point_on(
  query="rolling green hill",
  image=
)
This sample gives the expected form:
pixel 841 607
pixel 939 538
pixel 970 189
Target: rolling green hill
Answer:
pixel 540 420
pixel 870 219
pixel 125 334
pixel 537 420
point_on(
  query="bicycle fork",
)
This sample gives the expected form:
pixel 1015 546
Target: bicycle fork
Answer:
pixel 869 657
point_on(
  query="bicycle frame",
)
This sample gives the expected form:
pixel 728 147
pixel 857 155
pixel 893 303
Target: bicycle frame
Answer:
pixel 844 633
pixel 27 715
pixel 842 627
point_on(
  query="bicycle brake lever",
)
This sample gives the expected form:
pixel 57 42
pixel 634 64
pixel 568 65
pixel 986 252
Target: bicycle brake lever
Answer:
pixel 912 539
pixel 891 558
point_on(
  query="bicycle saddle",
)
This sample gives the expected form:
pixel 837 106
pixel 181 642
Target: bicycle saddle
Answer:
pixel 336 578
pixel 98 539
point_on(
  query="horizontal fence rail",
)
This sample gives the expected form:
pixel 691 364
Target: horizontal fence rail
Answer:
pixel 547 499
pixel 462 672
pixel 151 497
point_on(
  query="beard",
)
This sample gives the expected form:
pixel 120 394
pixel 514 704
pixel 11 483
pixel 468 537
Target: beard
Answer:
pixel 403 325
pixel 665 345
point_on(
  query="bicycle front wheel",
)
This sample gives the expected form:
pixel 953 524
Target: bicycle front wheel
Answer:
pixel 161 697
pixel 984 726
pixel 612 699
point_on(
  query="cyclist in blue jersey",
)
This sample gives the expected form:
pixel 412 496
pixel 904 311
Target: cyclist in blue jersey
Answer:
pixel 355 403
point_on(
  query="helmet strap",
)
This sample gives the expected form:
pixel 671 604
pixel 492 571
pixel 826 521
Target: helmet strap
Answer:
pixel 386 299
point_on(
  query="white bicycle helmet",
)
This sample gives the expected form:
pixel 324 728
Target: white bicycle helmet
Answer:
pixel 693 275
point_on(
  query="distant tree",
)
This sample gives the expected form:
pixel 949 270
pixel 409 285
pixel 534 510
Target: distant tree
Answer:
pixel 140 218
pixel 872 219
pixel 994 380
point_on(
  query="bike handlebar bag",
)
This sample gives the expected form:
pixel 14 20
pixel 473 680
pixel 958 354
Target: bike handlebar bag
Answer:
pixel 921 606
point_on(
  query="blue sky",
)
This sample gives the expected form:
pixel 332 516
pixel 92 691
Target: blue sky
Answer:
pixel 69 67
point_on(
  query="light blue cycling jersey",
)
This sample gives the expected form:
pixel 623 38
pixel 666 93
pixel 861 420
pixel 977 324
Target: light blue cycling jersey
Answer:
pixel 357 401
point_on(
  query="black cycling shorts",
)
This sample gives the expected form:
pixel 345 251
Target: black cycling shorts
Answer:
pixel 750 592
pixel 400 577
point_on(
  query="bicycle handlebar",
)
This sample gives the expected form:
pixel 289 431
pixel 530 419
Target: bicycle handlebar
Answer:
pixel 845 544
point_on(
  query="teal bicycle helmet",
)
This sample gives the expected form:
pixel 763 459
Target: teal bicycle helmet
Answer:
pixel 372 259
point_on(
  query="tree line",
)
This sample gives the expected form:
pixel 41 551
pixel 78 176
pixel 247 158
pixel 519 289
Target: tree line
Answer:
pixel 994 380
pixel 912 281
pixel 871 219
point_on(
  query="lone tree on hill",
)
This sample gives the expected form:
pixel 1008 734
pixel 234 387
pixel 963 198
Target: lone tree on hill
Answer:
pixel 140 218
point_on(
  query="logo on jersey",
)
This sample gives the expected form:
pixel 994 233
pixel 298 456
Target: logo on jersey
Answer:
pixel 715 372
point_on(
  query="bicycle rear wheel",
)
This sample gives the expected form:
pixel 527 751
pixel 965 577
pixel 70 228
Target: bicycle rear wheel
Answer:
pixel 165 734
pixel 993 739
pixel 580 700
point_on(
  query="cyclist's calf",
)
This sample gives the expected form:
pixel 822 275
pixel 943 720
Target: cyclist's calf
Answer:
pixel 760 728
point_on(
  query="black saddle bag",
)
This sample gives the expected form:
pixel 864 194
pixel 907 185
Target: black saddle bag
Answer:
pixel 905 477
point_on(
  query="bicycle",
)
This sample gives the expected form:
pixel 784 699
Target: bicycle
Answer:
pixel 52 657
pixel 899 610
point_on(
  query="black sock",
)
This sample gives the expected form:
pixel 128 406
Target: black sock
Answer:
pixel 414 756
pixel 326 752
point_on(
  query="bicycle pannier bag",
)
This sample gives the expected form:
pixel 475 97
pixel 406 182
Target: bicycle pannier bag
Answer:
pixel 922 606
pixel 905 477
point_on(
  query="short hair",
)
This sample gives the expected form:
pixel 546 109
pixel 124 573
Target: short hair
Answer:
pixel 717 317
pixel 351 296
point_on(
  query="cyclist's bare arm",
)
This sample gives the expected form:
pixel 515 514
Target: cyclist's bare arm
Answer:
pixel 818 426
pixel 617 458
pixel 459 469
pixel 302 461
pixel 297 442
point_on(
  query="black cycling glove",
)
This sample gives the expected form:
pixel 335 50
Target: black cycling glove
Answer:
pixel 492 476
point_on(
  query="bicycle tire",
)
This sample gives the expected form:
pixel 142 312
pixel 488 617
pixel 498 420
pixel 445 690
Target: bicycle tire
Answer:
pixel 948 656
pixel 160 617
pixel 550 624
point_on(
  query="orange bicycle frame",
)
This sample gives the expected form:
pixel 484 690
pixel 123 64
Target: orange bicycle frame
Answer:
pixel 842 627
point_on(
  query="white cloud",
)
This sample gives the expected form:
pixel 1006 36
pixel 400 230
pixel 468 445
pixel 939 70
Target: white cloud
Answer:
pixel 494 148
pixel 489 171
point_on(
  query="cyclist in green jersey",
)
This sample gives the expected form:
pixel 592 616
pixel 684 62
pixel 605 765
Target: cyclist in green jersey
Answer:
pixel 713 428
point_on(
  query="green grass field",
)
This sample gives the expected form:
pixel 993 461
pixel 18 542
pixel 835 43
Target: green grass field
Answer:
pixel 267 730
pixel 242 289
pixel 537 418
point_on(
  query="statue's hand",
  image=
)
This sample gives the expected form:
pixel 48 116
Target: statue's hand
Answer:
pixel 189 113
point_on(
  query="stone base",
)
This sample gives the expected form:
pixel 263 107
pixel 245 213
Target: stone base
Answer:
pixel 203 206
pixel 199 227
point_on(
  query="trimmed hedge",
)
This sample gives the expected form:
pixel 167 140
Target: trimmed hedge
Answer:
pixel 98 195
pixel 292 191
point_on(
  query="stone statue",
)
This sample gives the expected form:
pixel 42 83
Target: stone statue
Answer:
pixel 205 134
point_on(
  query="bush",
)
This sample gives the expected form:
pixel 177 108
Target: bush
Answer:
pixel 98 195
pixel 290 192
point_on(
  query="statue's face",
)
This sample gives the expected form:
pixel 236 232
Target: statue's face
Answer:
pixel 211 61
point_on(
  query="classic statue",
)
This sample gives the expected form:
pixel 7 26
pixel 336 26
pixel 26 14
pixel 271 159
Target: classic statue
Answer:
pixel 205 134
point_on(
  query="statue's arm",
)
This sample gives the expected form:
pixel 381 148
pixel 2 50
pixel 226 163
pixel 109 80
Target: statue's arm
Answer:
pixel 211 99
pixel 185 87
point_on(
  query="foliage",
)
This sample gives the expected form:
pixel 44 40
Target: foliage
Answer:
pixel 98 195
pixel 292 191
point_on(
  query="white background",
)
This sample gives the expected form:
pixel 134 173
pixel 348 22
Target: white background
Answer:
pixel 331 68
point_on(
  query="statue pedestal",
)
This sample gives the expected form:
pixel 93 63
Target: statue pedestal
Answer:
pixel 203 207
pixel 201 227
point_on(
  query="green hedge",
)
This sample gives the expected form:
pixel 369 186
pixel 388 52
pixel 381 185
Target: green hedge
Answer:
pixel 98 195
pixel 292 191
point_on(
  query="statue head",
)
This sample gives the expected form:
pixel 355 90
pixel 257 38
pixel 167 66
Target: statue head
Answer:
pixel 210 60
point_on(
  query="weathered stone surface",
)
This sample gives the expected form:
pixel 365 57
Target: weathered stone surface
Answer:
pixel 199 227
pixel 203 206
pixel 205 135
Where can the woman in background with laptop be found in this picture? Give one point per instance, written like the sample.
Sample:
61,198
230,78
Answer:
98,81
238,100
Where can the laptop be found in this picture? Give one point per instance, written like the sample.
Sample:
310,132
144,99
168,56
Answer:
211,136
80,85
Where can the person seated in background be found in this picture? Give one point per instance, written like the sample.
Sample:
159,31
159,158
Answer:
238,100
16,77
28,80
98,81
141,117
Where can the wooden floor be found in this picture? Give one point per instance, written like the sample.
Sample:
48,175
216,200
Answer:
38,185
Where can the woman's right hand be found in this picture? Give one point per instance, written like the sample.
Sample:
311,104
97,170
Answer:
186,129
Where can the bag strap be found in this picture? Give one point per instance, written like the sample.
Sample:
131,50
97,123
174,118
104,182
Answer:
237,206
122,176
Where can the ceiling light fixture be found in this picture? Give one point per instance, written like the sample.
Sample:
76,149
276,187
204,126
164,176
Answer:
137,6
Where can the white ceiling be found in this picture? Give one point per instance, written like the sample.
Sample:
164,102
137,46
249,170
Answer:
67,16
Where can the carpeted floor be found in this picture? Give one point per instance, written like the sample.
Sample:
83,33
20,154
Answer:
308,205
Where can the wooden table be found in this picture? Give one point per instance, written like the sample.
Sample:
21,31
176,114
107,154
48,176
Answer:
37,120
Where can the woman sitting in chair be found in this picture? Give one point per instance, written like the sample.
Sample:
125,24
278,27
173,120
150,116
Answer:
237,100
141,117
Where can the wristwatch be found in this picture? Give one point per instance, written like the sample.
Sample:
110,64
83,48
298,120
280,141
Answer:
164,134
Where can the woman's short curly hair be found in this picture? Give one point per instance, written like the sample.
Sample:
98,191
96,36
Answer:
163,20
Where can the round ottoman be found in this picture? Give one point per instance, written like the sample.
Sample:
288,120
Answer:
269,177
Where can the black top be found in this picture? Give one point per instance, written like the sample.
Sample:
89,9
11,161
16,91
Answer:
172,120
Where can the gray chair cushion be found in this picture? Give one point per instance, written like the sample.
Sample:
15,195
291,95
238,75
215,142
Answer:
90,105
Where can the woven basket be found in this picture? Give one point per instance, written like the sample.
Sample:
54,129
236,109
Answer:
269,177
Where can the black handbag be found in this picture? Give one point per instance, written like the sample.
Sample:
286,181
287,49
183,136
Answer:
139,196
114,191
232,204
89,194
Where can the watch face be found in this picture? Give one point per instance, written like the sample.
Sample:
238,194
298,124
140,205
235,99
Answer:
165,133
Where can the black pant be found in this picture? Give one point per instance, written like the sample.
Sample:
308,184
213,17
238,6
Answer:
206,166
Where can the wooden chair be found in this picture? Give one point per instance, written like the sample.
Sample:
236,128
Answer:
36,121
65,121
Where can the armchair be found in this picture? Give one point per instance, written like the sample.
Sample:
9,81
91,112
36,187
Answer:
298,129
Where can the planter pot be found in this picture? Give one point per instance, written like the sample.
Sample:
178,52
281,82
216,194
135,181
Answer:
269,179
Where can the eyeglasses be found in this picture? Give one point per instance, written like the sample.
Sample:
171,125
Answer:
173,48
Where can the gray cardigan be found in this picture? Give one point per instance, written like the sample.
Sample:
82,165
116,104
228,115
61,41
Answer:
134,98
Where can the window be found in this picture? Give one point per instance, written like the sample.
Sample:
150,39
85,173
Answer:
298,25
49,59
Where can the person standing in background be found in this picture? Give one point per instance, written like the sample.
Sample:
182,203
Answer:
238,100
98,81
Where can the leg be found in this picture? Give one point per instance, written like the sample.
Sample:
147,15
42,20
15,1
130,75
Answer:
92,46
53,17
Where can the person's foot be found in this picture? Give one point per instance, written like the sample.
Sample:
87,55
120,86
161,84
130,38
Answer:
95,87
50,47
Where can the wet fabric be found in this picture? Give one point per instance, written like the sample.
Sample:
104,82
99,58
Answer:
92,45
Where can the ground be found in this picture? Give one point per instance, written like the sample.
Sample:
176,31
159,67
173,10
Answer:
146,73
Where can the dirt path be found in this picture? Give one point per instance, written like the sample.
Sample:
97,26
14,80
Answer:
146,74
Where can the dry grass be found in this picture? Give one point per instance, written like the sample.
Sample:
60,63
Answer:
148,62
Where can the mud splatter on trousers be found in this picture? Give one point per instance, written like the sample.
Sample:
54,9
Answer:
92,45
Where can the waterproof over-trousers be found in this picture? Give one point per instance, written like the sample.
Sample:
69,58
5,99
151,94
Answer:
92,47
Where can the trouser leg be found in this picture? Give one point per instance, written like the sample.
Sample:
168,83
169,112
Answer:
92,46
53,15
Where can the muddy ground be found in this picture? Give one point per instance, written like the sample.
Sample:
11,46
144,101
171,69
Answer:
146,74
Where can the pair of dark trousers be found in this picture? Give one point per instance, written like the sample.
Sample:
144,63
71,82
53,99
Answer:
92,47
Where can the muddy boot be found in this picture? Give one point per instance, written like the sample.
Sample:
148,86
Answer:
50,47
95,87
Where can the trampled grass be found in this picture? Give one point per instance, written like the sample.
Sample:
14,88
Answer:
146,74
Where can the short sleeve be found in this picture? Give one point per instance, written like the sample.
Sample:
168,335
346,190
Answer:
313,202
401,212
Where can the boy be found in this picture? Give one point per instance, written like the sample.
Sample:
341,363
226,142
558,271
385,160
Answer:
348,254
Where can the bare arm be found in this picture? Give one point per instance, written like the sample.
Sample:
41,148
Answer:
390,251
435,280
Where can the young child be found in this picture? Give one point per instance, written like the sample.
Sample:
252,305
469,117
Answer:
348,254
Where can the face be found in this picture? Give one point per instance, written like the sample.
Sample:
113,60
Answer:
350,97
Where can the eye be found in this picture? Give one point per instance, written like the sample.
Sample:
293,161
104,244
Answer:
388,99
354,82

_WHAT YOU ARE ASKED TO DO_
Would you give again, word for word, every line from the one with "Where can the trouser" through the final line of the listing above?

_CORRECT OUTPUT_
Where can the trouser leg be found in this picture? Give one point per instance, written like the sample.
Sample:
168,83
169,112
Answer:
92,46
53,15
Where can the muddy ground be found in this picture? Give one point per instance, written like the sample.
Sample:
11,46
144,101
171,69
Answer:
146,74
Where can the pair of dark trousers be found in this picture? Give one point per instance, written like the sample.
Sample:
144,63
71,82
53,99
Answer:
92,47
Where can the muddy boot be found in this picture? Give one point per instance, written like the sample.
Sample:
148,86
Answer:
50,47
95,87
Where can the trampled grass be found in this picture? Give one point per instance, written like the sample.
Sample:
14,88
Answer:
146,74
Where can the short sleeve be found in this picture? Give one point per instance, written like the sample.
Sample:
168,335
346,190
Answer:
313,202
401,212
Where can the boy be found in this picture? Give one point per instance, written like the sample.
Sample:
341,363
226,142
558,271
385,160
Answer:
348,254
Where can the bare arm be found in this picture? Give one point per instance, written like the sample.
Sample:
41,148
Answer:
390,251
435,280
Where can the young child be found in this picture? Give one point per instance, written like the sample.
Sample:
252,305
469,117
Answer:
348,254
Where can the face be found in this picture? Give one point per instance, written like the sample.
Sample:
113,60
Answer:
350,97
Where can the eye be found in this picture? Give one point per instance, written like the sample.
Sample:
293,161
104,244
Answer:
388,99
354,82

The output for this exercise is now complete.